■ WHAT YOU ARE ASKED TO DO
Turn the data below into a two-column CSV with the headers text and answer, one row per text-and-answer pair, each value in its own quoted field with line breaks replaced by spaces. Begin at the line that has "Objective — one dot per instance of the cloudy" and stop after the line that has "[[441, 108]]".

## START

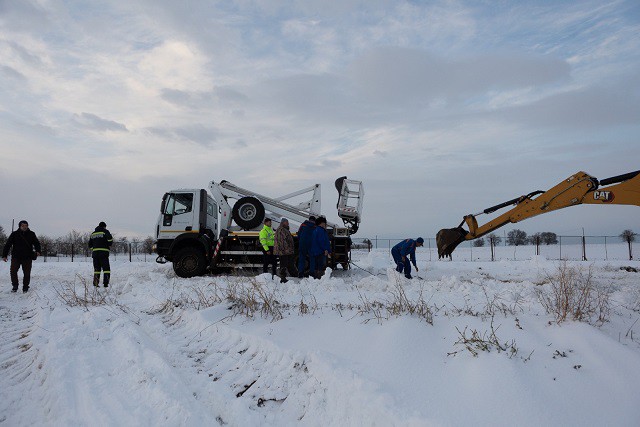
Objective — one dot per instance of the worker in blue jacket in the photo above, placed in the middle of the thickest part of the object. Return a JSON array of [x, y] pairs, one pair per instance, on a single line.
[[320, 248], [404, 252], [305, 235]]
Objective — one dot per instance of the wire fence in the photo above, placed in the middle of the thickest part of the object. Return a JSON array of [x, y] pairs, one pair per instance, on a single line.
[[80, 252], [584, 248]]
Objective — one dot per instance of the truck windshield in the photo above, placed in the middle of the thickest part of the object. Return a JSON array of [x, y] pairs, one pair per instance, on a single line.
[[179, 203]]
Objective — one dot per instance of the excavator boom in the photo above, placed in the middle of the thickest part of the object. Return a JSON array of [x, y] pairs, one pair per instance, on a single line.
[[579, 188]]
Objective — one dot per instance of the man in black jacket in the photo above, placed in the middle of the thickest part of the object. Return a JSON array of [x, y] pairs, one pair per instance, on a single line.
[[24, 242], [100, 241]]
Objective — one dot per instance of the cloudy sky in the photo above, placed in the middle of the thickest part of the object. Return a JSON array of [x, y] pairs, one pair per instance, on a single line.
[[441, 108]]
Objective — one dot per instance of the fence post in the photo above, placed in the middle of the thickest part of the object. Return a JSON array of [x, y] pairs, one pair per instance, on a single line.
[[493, 245], [560, 247]]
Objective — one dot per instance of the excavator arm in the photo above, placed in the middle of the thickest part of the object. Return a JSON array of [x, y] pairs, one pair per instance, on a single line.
[[579, 188]]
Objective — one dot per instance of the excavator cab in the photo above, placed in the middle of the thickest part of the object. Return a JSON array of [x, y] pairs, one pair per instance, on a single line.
[[579, 188]]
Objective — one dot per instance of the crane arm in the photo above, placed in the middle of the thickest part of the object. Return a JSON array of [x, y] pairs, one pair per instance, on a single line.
[[579, 188]]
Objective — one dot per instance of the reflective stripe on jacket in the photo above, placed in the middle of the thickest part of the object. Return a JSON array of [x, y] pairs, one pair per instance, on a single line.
[[100, 240], [266, 237]]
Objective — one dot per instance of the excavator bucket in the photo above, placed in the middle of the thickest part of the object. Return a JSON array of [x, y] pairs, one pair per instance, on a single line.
[[448, 239]]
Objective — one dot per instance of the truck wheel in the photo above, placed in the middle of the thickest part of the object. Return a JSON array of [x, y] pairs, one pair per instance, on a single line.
[[248, 212], [189, 262]]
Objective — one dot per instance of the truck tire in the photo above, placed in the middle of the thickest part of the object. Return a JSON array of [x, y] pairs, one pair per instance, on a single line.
[[248, 212], [189, 262]]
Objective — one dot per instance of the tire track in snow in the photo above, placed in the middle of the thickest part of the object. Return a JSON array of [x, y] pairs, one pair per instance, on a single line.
[[247, 379], [21, 363]]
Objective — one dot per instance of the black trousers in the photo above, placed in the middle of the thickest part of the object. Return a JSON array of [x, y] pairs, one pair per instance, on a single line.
[[287, 265], [16, 263], [269, 258], [101, 262]]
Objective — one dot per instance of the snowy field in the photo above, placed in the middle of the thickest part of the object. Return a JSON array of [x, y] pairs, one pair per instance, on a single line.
[[464, 343]]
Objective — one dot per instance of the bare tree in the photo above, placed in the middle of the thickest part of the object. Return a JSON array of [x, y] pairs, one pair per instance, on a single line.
[[48, 245], [628, 236], [494, 238], [3, 237], [478, 243], [516, 237], [549, 238]]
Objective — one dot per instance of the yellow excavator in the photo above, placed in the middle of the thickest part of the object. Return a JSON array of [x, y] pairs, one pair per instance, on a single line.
[[579, 188]]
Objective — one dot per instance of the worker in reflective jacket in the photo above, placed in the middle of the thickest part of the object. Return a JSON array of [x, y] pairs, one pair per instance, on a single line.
[[267, 237], [404, 252], [100, 241]]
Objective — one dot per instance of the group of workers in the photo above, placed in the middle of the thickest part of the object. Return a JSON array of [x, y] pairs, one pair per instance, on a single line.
[[313, 248]]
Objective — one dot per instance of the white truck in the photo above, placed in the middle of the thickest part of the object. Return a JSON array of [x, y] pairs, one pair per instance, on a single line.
[[200, 231]]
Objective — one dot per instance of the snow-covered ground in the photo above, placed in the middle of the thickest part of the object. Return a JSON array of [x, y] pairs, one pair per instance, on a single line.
[[359, 347]]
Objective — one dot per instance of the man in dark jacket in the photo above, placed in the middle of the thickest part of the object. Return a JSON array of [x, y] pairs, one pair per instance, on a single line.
[[100, 243], [404, 252], [305, 234], [283, 248], [24, 242], [320, 248]]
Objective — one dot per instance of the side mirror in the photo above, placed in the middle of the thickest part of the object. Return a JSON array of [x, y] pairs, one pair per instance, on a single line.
[[164, 202]]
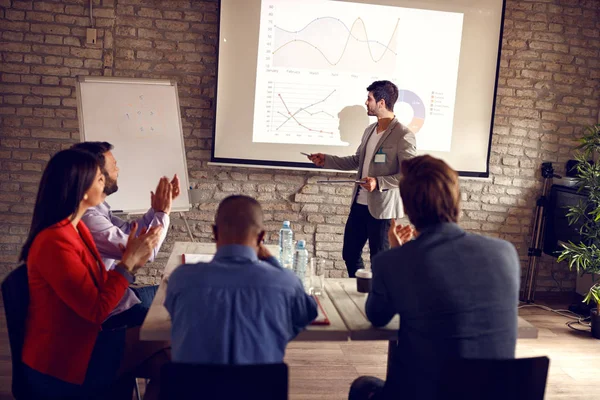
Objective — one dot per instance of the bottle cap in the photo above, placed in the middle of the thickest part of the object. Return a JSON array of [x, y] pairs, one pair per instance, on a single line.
[[364, 273]]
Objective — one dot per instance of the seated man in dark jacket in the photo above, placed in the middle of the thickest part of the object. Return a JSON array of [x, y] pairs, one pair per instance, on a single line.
[[456, 292]]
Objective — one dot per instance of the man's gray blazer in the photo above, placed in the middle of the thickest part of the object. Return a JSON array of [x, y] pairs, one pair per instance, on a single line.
[[398, 143]]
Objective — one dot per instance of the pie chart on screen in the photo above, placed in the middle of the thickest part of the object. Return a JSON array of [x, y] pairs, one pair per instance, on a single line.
[[408, 100]]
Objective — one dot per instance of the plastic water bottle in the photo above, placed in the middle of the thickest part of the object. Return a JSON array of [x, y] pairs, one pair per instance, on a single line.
[[301, 261], [286, 245]]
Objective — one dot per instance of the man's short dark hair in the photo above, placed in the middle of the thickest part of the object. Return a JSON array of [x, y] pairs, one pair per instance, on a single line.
[[385, 90], [430, 191], [97, 149], [238, 216]]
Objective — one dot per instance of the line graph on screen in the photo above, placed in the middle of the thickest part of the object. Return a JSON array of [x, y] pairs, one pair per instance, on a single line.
[[300, 110], [328, 43]]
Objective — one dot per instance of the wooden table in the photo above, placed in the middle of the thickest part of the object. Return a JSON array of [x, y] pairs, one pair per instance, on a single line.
[[351, 306], [345, 308], [157, 325]]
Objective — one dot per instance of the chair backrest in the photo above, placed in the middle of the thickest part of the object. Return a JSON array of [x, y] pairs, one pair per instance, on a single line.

## END

■ SOLUTION FOR THIS TASK
text,answer
"Objective — one dot per instance of the cloudy sky in the photo above, placed in the middle of the thickest part of the object. Return a JSON array of [x, y] pairs, one pair per instance, on a single line.","[[441, 108]]"